### Aim of the exercise
Rewrite the stretch from the start of the material through the line that contains "x=101, y=156", keeping every line. Shift each pixel coordinate in the answers by adding 49 to it.

(Point annotation data)
##############################

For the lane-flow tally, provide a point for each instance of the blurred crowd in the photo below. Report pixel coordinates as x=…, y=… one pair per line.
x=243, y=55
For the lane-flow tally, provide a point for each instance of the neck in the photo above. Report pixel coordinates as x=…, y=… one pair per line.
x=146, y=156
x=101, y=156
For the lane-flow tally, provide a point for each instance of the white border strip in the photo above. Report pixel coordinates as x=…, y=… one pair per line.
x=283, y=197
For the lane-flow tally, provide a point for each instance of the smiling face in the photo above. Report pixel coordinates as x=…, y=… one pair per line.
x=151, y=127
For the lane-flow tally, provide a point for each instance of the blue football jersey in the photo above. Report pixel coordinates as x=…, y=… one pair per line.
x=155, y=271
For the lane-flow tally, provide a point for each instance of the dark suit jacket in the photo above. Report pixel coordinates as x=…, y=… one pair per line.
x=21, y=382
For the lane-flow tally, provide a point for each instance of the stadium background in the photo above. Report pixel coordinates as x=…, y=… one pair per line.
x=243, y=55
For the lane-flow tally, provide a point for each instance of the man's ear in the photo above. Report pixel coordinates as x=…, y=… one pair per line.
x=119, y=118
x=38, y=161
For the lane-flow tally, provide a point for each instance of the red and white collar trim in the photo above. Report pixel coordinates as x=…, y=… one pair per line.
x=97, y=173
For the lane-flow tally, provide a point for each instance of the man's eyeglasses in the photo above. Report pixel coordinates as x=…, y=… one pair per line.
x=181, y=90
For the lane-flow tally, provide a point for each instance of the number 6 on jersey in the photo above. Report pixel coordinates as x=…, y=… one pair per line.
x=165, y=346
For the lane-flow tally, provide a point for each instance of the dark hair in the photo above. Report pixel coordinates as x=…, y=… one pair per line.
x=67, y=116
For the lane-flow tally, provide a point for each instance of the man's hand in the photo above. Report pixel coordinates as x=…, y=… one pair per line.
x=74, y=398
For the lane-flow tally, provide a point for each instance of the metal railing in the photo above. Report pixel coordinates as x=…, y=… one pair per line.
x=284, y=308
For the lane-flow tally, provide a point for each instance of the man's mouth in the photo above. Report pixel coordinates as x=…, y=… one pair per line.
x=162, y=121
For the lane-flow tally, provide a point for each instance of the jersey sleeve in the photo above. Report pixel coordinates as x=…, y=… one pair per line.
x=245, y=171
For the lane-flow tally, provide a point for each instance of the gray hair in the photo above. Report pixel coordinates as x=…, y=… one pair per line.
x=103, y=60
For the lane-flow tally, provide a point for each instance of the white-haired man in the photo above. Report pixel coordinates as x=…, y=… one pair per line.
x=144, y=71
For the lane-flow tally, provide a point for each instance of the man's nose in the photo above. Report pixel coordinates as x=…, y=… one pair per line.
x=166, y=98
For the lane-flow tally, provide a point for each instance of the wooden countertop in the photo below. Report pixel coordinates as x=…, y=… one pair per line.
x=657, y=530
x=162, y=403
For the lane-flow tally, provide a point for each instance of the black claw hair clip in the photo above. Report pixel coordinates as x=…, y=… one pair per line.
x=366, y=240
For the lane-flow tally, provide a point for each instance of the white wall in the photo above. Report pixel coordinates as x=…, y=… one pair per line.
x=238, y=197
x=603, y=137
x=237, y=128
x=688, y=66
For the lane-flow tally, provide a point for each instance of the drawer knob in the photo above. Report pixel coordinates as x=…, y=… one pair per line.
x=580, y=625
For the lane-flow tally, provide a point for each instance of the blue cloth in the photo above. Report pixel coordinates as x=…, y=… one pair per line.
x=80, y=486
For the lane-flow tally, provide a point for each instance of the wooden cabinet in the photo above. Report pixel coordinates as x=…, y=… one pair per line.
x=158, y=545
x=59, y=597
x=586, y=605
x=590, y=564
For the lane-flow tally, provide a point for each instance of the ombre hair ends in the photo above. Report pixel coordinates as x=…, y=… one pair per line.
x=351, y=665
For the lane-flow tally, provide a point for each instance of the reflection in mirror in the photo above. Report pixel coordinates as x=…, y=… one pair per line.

##############################

### Response to the exercise
For the lane-flow tally, provide a point for each instance of the blurred crowd in the photo below. Report pixel coordinates as x=…, y=… one pair per line.
x=292, y=104
For the lane-flow tally, provide a point for each instance of the neck in the photo above. Report pixel coordinates as x=…, y=… one pair per line.
x=195, y=205
x=150, y=205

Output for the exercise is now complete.